GIVEN PROBLEM:
All of the material below is to be repeated exactly.

***

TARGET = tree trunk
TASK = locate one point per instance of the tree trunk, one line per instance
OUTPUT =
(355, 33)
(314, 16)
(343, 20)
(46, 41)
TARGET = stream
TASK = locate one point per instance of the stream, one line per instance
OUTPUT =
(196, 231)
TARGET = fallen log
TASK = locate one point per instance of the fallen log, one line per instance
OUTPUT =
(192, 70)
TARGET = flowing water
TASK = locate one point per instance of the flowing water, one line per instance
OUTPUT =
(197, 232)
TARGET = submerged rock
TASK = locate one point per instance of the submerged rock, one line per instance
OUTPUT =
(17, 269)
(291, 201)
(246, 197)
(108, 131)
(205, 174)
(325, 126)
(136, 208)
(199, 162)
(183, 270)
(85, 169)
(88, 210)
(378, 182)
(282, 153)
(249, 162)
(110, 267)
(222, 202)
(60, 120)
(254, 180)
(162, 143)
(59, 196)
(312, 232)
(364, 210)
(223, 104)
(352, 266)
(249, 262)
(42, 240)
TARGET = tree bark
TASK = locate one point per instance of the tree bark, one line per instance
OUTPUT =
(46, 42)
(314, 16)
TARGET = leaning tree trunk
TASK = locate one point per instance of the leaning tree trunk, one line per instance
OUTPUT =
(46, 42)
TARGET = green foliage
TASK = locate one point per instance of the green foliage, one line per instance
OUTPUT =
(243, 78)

***

COMPLETE ANSWER:
TARGET = tree trunk
TASK = locate one point per instance of the tree trunk, one line per instance
OUTPUT =
(355, 33)
(314, 16)
(343, 20)
(46, 41)
TARGET = stream
TASK = locate one point per instance of the stream, one line per instance
OUTPUT =
(196, 231)
TARGET = fallen log
TASK = locate one point per instance of the fallen log, one line per instance
OUTPUT =
(192, 70)
TARGET = flowing water
TASK = locate one point per instance of the flowing water, one line per instance
OUTPUT =
(197, 232)
TARGET = submerged rock
TASK = locate one point per instance of the submerged rock, one line per instance
OUTPUT =
(17, 269)
(291, 201)
(246, 197)
(108, 131)
(205, 174)
(325, 126)
(136, 208)
(199, 162)
(183, 270)
(85, 169)
(88, 210)
(378, 182)
(282, 153)
(249, 162)
(110, 267)
(222, 202)
(60, 120)
(254, 180)
(162, 143)
(59, 196)
(312, 232)
(364, 210)
(223, 104)
(352, 266)
(249, 262)
(42, 240)
TARGET = tree bark
TASK = locate one point per instance of the tree bark, one line per instance
OUTPUT =
(46, 42)
(314, 16)
TARGET = leaning tree trunk
TASK = locate one point per instance of the leaning tree trunk, one line per instance
OUTPUT =
(46, 42)
TARGET = green foliage
TASK = locate one point per instance of the green foliage, one line per instance
OUTPUT =
(243, 78)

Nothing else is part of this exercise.